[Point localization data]

● ● ● ● ● ● ●

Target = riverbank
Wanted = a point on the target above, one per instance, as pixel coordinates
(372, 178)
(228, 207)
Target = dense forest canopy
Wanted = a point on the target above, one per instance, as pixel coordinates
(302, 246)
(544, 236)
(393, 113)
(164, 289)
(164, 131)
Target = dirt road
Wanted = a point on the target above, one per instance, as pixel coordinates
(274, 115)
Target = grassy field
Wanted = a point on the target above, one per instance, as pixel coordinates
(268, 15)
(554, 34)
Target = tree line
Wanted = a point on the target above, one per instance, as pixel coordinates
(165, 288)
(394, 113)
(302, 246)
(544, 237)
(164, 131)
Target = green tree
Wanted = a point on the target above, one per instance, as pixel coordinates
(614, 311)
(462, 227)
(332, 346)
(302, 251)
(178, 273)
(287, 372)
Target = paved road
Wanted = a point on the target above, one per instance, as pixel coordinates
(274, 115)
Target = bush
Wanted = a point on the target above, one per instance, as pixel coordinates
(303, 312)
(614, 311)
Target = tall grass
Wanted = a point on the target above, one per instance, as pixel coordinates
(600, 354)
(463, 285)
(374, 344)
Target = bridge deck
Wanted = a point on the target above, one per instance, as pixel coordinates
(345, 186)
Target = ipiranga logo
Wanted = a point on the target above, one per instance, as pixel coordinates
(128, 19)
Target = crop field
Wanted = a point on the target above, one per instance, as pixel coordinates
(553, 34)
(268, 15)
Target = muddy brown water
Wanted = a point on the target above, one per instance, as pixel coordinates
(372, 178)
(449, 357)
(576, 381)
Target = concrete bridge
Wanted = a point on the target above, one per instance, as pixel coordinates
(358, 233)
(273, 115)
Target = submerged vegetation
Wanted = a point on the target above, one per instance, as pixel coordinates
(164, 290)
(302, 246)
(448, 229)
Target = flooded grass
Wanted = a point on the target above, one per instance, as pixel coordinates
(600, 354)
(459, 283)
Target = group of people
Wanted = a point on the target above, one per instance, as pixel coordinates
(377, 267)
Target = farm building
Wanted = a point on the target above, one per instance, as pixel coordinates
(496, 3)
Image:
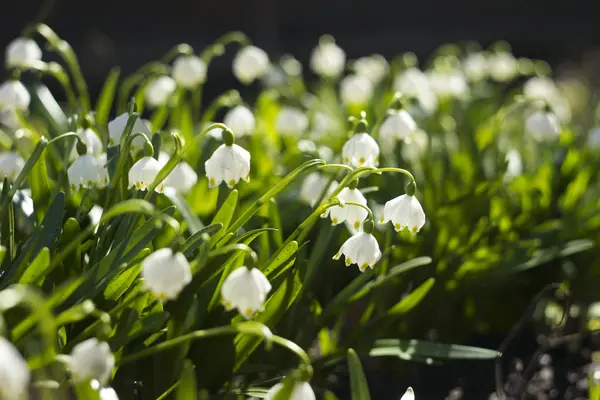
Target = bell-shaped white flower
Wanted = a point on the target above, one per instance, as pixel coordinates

● ● ● ● ● ● ●

YOUR ASSIGNMENT: Give the entries above again, exactly as written and free of images.

ANSWER BOX:
Target = riverbank
Wanted = a point on the target above, one per instance, as pixel coordinates
(372, 178)
(228, 207)
Target = dense forest canopy
Wanted = a point on the target above, one per instance, as pixel coordinates
(302, 246)
(544, 236)
(393, 113)
(164, 289)
(164, 131)
Target = dirt road
Wanted = a point on the target above, one per instance, as pixel coordinates
(274, 115)
Target = grassy field
Wanted = a point on the target above, one per instance, as pixel coordinates
(268, 15)
(554, 34)
Target = tree line
Wanted = a point on the target above, one per instance, as pixel coordinates
(165, 288)
(394, 113)
(302, 246)
(544, 237)
(164, 131)
Target = green tree
Wanted = a point on the target above, one per instance, as pixel coordinates
(614, 311)
(462, 227)
(332, 346)
(302, 251)
(178, 273)
(287, 372)
Target = paved road
Wanted = a point on the target above, one per instance, as pixel coordinates
(274, 115)
Target = bush
Wanted = a point on the target above, one per instance, as pixel coordinates
(303, 312)
(614, 311)
Target = tall grass
Wanted = a point on the target above, one per instance, as pixel coordinates
(600, 354)
(463, 285)
(374, 344)
Target = bridge deck
Wanted = a point on the target above, one per instance, as pixel coordinates
(345, 186)
Target = ipiranga logo
Wanted = a point on the target above, one per instance, as pixel coordinates
(128, 19)
Target = crop field
Wanted = a point on the target above, one per instance, as pixel coordinates
(553, 34)
(268, 15)
Target = muddy brown water
Wanted = a point on the target above, one per instance, as pixel coordinates
(372, 178)
(449, 357)
(576, 381)
Target = concrete bridge
Wanted = a point on the target above, one per instance, as pixel coordinates
(358, 233)
(273, 115)
Target = submerged vegetation
Wanted = a point on the target above, one per instance, as pixel coordinates
(164, 290)
(302, 246)
(448, 229)
Target = flooded grass
Wanted = a point on the target above, one per instance, as pixel coordinates
(600, 354)
(459, 283)
Target = group of people
Wanted = a point on the target above, one per instance, as pixel coordinates
(377, 267)
Target = farm building
Wanted = a point on the target above, one per instance, as pixel coordinates
(496, 3)
Image:
Target = bell-shaped white flower
Wanted = a point on the target above, one per instance, as pixel coordinates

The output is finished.